***** Data extract

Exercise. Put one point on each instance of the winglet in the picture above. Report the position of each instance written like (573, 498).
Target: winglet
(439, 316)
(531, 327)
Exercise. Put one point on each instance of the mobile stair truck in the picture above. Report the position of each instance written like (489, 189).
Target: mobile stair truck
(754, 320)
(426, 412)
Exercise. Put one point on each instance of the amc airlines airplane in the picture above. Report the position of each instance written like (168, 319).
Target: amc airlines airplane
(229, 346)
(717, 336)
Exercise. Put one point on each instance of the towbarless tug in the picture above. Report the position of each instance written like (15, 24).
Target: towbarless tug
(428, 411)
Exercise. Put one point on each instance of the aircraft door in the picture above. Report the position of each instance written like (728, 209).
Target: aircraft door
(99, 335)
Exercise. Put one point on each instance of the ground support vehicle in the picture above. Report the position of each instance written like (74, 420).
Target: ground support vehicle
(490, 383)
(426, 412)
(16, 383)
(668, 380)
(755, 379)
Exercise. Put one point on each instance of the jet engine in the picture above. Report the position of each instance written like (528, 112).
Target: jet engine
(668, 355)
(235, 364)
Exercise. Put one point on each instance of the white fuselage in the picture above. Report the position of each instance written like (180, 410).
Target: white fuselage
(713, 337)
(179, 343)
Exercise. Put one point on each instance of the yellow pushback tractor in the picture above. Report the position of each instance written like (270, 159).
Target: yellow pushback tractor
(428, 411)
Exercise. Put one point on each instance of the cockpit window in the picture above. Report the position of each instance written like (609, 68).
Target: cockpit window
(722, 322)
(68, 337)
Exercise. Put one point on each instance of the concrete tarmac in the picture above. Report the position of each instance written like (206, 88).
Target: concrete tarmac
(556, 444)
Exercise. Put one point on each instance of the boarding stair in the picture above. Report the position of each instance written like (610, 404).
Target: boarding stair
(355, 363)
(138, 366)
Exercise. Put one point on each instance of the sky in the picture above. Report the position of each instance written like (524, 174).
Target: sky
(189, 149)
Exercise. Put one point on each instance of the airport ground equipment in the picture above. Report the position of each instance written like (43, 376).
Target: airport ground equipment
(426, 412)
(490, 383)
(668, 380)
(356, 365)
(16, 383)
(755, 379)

**********

- _Task brief_: From the first line to the last, please quote the material above exactly.

- _Answer to this problem_:
Exercise. Put one point on each instance of the winglet in the picture above. Report the position of each instance written like (573, 498).
Target: winglet
(439, 316)
(531, 327)
Exercise. Put one point on each instance of the mobile stair truck in the picture above. Report the position of each instance written like (489, 189).
Target: mobile stair truck
(754, 320)
(426, 412)
Exercise. Put one point on each instance of the amc airlines airplane in the picture above. Report the position of each instance written like (168, 319).
Target: amc airlines airplane
(229, 346)
(717, 336)
Exercise. Put one point on each instance of the towbarless tug in the picture above. Report the position of each instance written like (15, 24).
Target: towbarless tug
(428, 411)
Exercise. Put one point on each instance of the aircraft door in the picture above. Report the position of each instance written like (728, 209).
Target: aircraft door
(99, 335)
Exercise. Put one point on each instance of the ground support vehicle in the picture above. Report the position of each instance written like (74, 420).
Target: ground support vehicle
(490, 383)
(426, 412)
(16, 383)
(668, 380)
(755, 379)
Exercise. Put one point on each instance of the jet engine in the picture above. Report the position of each instance written like (528, 112).
Target: jet engine
(668, 355)
(235, 364)
Exercise. Put one point on each instance of the white fuselage in the picture above. Report the position of each instance written like (180, 410).
Target: white fuselage
(713, 337)
(179, 343)
Exercise. Put one point on each instance of the yellow pushback tractor in the picture above. Report the position of each instance written like (270, 159).
Target: yellow pushback tractor
(428, 411)
Exercise. Put one point on each instance of the cockpit window in the picture above. Report the position of each instance written like (609, 68).
Target: cockpit window
(722, 322)
(68, 337)
Exercise. Put one point on each instance of the concrete tarmac in the picture above. Report the position of each instance written like (206, 88).
Target: concrete tarmac
(556, 444)
Exercise. Put one point on each instance of the boarding stair in the picture above. Report the position of each instance written like (610, 404).
Target: boarding stair
(355, 363)
(138, 366)
Exercise. Put one point on each instance of the sky in the picture above. Report the position of each instance written like (524, 174).
Target: sky
(189, 149)
Exercise. Put one point on each instance of the airport ground equipment in the picture above. Report the position of each instance written like (43, 376).
Target: airport ground equipment
(426, 412)
(490, 383)
(668, 380)
(356, 365)
(16, 383)
(755, 379)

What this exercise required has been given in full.